GIVEN PROBLEM: Extract every line of the records that contains the string "notebook", and copy each such line in full.

STORED ROWS:
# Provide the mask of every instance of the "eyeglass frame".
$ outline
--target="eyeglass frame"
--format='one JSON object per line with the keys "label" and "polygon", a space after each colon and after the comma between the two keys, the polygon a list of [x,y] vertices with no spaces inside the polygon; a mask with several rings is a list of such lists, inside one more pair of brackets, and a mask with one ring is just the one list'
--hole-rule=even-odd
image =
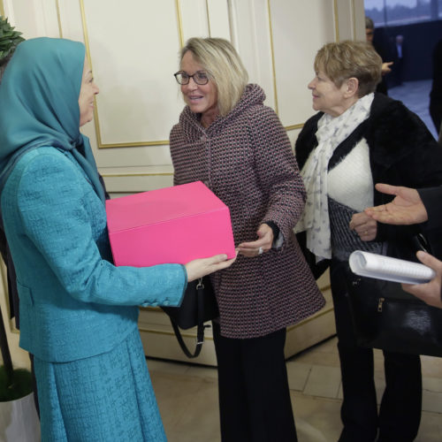
{"label": "eyeglass frame", "polygon": [[[207,78],[207,81],[205,83],[199,83],[198,81],[195,80],[194,79],[194,76],[197,74],[197,73],[205,73],[206,74],[206,78]],[[179,74],[186,74],[187,77],[188,77],[188,80],[187,80],[187,83],[180,83],[179,80],[178,80],[178,78],[177,78],[177,75],[179,75]],[[207,73],[206,71],[196,71],[196,72],[193,73],[192,75],[189,75],[187,72],[184,72],[184,71],[179,71],[178,72],[175,72],[173,74],[173,76],[175,77],[175,80],[177,80],[177,83],[179,85],[181,85],[181,86],[186,86],[187,84],[189,84],[190,82],[190,79],[193,79],[194,83],[197,84],[198,86],[204,86],[206,85],[207,83],[209,83],[209,81],[210,81],[210,79],[209,78],[209,74]]]}

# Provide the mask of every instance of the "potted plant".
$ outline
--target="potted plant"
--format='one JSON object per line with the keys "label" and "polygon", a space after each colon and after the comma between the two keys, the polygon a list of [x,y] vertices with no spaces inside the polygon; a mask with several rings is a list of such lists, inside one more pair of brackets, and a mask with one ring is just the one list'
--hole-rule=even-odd
{"label": "potted plant", "polygon": [[25,40],[21,32],[14,31],[8,19],[0,15],[0,79],[17,45]]}

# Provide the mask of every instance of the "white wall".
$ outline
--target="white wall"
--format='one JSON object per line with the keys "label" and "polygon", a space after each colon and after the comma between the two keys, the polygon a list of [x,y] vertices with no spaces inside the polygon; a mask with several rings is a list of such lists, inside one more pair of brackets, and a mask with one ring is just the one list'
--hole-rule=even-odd
{"label": "white wall", "polygon": [[292,140],[313,113],[316,50],[365,38],[363,0],[0,0],[1,11],[26,38],[85,42],[100,95],[84,133],[114,196],[171,185],[172,74],[188,37],[230,39]]}

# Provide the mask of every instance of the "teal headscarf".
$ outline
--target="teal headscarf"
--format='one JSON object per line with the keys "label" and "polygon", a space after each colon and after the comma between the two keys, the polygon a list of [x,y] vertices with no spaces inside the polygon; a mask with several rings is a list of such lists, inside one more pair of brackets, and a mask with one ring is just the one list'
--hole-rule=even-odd
{"label": "teal headscarf", "polygon": [[24,153],[53,146],[73,155],[104,203],[89,140],[80,133],[84,59],[79,42],[42,37],[18,46],[0,84],[0,191]]}

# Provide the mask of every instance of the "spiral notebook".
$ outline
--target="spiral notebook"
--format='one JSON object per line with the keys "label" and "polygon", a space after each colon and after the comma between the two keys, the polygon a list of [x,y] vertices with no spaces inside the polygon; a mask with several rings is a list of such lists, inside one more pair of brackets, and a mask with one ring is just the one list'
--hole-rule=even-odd
{"label": "spiral notebook", "polygon": [[406,284],[423,284],[436,276],[432,269],[419,263],[362,250],[350,255],[349,264],[356,275]]}

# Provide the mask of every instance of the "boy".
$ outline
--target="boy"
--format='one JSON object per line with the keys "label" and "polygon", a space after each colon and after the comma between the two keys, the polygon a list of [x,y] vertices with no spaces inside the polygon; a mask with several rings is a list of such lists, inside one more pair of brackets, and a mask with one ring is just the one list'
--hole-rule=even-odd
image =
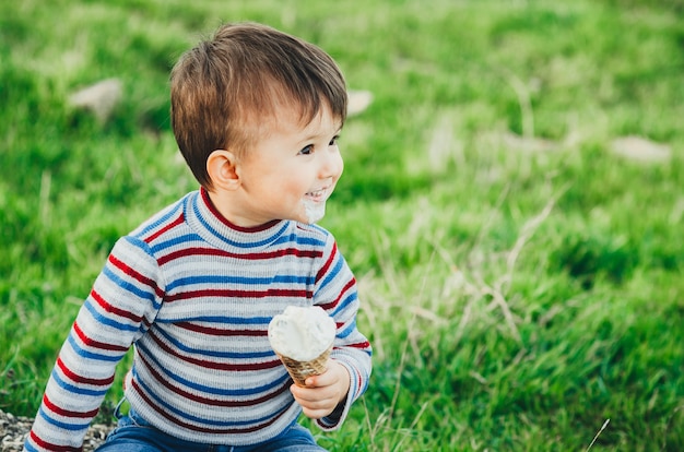
{"label": "boy", "polygon": [[[370,374],[353,274],[314,225],[342,174],[344,80],[319,48],[224,25],[170,76],[176,141],[200,189],[117,241],[48,381],[28,451],[78,451],[131,345],[127,416],[101,451],[320,451],[296,419],[343,423]],[[325,373],[292,384],[269,321],[337,322]]]}

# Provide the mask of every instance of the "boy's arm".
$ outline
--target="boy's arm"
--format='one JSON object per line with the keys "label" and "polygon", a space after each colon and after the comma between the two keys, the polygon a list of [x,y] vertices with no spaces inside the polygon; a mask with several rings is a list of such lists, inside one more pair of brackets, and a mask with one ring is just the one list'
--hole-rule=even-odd
{"label": "boy's arm", "polygon": [[326,250],[326,262],[317,275],[315,302],[337,323],[338,333],[331,358],[349,371],[350,390],[334,412],[317,419],[316,424],[323,430],[334,430],[342,425],[352,404],[368,386],[373,350],[368,340],[356,328],[359,307],[356,279],[334,241],[329,242]]}
{"label": "boy's arm", "polygon": [[157,274],[144,242],[116,243],[61,347],[25,451],[81,450],[116,365],[160,308]]}

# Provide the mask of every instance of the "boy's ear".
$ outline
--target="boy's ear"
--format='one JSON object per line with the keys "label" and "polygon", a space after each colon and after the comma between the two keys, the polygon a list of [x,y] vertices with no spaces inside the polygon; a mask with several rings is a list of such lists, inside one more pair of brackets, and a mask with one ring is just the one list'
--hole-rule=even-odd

FULL ANSWER:
# Provide the mask of every instance of the "spiral notebook".
--target="spiral notebook"
{"label": "spiral notebook", "polygon": [[406,284],[423,284],[436,276],[432,269],[419,263],[362,250],[350,255],[349,264],[356,275]]}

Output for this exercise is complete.